> **EXERCISE OBJECTIVE**
Could you present every line of the items below as a numbered list, leaving out any blank lines?

─── GIVEN DATA

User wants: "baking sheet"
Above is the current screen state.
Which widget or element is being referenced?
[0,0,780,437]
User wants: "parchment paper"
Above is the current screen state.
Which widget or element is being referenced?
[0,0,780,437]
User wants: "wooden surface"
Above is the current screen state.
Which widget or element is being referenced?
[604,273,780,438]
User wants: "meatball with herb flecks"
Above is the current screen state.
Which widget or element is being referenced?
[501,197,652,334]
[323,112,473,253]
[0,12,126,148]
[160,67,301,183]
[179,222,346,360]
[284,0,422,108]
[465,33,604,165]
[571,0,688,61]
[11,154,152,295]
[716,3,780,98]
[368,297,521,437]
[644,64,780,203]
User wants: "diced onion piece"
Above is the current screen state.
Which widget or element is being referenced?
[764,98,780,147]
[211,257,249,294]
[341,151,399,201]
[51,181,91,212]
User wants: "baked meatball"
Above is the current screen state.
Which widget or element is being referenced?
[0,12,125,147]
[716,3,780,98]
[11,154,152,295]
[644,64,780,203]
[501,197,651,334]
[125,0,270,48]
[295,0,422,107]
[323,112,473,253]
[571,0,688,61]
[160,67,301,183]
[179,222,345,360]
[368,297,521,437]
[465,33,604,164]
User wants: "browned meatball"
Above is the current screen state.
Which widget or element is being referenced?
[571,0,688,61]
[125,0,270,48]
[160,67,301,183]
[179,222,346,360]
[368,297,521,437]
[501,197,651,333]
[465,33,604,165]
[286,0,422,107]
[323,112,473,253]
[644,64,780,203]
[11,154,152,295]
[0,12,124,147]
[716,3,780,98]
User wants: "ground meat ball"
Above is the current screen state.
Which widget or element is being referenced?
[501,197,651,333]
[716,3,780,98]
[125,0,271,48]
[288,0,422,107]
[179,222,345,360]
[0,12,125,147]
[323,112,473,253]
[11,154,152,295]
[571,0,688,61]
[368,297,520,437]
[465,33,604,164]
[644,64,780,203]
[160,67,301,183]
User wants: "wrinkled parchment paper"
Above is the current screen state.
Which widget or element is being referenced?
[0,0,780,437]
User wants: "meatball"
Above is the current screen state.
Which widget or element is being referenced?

──────

> **EXPECTED OUTPUT**
1. User wants: "baking sheet"
2. Above is the current screen state.
3. Which widget or element is being referenced?
4. [0,0,780,437]
5. User wants: "parchment paper"
6. Above is the current screen state.
7. Which widget or element is being referenced?
8. [0,0,780,437]
9. User wants: "wooden surface"
10. Above is the current screen state.
11. Which widget or element is being referenced?
12. [604,273,780,438]
13. User wants: "meatball with herb flecks"
14. Above is the current screen state.
15. Which widget or element is being referenced?
16. [501,197,652,334]
17. [323,112,473,253]
18. [0,12,126,148]
19. [160,67,301,183]
20. [179,222,346,360]
21. [284,0,422,108]
22. [465,33,604,165]
23. [571,0,688,61]
24. [11,154,152,295]
25. [716,3,780,98]
26. [368,297,521,437]
27. [644,64,780,203]
28. User wants: "diced onion piece"
29. Above is the current screen state.
30. Which widget or element is being referenced?
31. [764,98,780,147]
32. [211,257,249,294]
33. [341,151,399,201]
34. [51,181,91,212]
35. User wants: "baked meatball"
36. Above is the current screen state.
37. Which widget or element is being referenced?
38. [0,12,125,147]
39. [716,3,780,98]
40. [11,154,152,295]
41. [644,64,780,203]
42. [501,197,651,334]
43. [125,0,270,48]
44. [295,0,422,107]
45. [323,112,473,253]
46. [571,0,688,61]
47. [160,67,301,183]
48. [179,222,345,360]
49. [368,297,521,437]
50. [465,33,604,164]
51. User wants: "browned meatball"
52. Above is the current screen state.
53. Which widget or element is being referenced?
54. [571,0,688,61]
55. [125,0,270,48]
56. [160,67,301,183]
57. [179,222,346,360]
58. [368,297,521,437]
59. [501,197,651,333]
60. [465,33,604,165]
61. [286,0,422,107]
62. [323,112,473,253]
63. [644,64,780,203]
64. [11,154,152,295]
65. [0,12,124,147]
66. [716,3,780,98]
67. User wants: "ground meat ball"
68. Above is the current screen state.
69. Which widget or element is being referenced?
70. [501,197,651,333]
71. [716,3,780,98]
72. [125,0,271,48]
73. [288,0,422,107]
74. [179,222,345,360]
75. [0,12,125,147]
76. [323,112,473,253]
77. [11,154,152,295]
78. [571,0,688,61]
79. [368,297,520,437]
80. [465,33,604,164]
81. [644,64,780,203]
82. [160,67,301,183]
83. User wants: "wrinkled parchment paper"
84. Above is the current screen state.
85. Which widget or element is being referenced?
86. [0,0,780,437]
87. User wants: "meatball"
88. Above is the current screen state.
89. Which widget or element is being referenced?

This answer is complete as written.